### Exercise requirements
A – Give every micellar fluid concentration studied in the abstract on ultrasonic shear wave measurement below.
B – According to the abstract on ultrasonic shear wave measurement below, which model was used to characterize the complex modulus from the oscillatory shear tests?

### Excerpt
● ● ● ● ●

Ultrasonic method to characterize shear wave propagation in micellar fluids

Abstract

Viscoelastic micellar fluid characteristics have been measured with mechanically generated shear waves and showed good agreement to shear oscillatory methods. In this paper, shear waves in wormlike micellar fluids using ultrasound were successfully generated and detected. Micellar fluids of different concentrations (100, 200, 300, and 400 mM) were studied with ultrasound-based and conventional rheology methods. The measured micellar fluid complex modulus from oscillatory shear tests between 0.001 and 15.91 Hz was characterized with an extended Maxwell fluid model. The elastic and viscous parameters found using rheological testing were used to estimate shear wave phase velocity over a frequency range from 100 to 500 Hz, and compared to shear wave velocity measured with ultrasound-based methods with a mean absolute error 0.02 m/s. The shear wave frequency content was studied and an increase in shear wave center frequency was found as a function of micellar fluid concentration. Moreover, the bias found in the shear wave group velocity with respect to rheological measurement is attributed to the micellar fluid viscous component. Finally, the shear wave phase velocity evaluated at the center frequency agreed well with the rheological measurements.

● ● ● ● ●

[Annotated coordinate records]
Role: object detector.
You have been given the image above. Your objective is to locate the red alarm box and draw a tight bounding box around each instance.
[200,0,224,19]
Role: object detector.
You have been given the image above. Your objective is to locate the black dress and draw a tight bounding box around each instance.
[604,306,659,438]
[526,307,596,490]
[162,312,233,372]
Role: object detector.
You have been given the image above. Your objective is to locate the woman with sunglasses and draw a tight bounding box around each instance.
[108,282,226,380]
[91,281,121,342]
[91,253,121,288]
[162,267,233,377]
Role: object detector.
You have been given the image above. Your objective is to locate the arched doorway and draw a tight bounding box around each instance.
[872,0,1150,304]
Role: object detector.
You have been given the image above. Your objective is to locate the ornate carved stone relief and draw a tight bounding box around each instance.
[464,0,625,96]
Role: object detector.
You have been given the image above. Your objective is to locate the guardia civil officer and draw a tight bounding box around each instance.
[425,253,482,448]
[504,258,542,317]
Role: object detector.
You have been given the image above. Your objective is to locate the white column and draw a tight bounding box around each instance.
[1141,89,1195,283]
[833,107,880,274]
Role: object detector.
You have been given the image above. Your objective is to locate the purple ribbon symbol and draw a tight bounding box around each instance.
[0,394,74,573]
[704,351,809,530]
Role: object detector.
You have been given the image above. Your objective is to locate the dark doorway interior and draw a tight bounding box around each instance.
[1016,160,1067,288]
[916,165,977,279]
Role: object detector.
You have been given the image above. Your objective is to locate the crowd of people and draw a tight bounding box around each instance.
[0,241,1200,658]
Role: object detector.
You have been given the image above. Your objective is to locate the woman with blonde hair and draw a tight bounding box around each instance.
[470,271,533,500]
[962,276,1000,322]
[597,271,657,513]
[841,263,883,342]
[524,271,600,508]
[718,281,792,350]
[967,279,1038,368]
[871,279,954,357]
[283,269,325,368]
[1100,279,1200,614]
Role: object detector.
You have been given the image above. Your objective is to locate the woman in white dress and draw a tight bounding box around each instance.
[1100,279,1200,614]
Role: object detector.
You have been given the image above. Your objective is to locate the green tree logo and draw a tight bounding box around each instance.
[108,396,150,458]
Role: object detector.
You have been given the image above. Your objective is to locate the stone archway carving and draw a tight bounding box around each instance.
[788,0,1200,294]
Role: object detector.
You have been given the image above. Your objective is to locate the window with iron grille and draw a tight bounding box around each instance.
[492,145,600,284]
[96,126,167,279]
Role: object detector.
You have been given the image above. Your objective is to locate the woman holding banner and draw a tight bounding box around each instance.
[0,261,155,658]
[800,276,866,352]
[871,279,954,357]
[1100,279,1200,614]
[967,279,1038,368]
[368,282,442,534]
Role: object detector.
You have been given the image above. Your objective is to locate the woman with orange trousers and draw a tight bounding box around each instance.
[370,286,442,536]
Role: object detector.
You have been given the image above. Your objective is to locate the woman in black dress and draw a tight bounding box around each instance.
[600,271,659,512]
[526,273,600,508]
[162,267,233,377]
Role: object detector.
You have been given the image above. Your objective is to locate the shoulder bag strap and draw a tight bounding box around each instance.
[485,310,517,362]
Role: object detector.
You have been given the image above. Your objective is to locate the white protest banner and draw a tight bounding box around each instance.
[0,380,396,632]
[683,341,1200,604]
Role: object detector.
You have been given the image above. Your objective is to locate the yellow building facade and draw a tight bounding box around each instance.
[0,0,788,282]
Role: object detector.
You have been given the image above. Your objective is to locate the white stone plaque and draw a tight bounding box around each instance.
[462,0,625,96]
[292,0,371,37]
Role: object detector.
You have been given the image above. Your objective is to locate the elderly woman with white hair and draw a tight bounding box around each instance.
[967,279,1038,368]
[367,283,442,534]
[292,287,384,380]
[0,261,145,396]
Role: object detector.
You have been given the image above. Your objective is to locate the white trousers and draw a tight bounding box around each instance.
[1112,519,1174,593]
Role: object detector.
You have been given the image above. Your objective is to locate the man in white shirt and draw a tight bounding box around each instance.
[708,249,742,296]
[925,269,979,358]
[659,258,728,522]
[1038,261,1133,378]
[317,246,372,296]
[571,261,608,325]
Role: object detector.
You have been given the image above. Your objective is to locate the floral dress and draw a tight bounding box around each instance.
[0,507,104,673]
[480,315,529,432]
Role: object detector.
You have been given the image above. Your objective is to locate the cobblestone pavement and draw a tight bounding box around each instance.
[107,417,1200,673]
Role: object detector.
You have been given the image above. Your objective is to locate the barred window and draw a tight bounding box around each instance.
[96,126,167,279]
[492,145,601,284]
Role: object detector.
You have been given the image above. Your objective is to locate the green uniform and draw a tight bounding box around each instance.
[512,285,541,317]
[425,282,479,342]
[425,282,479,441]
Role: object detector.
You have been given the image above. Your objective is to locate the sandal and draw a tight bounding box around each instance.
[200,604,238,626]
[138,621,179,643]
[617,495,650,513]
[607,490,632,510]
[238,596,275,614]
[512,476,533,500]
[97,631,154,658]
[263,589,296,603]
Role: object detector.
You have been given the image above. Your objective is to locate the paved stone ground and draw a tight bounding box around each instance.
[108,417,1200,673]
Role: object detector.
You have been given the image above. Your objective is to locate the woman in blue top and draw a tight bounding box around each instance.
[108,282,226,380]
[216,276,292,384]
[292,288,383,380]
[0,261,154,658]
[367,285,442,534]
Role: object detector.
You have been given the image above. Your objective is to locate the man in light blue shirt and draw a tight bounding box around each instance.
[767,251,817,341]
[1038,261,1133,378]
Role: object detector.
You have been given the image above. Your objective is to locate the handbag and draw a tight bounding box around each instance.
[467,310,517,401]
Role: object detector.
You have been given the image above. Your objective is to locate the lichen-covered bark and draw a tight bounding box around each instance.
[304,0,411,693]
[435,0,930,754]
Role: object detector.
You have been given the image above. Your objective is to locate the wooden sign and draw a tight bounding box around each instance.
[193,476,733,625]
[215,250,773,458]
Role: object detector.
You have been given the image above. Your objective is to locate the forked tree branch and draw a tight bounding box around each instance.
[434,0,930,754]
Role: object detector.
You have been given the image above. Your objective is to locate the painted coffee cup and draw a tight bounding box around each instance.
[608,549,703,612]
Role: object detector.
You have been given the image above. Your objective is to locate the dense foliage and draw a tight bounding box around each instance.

● ● ● ● ●

### The replies
A – 100 mM, 200 mM, 300 mM, 400 mM

B – An extended Maxwell fluid model.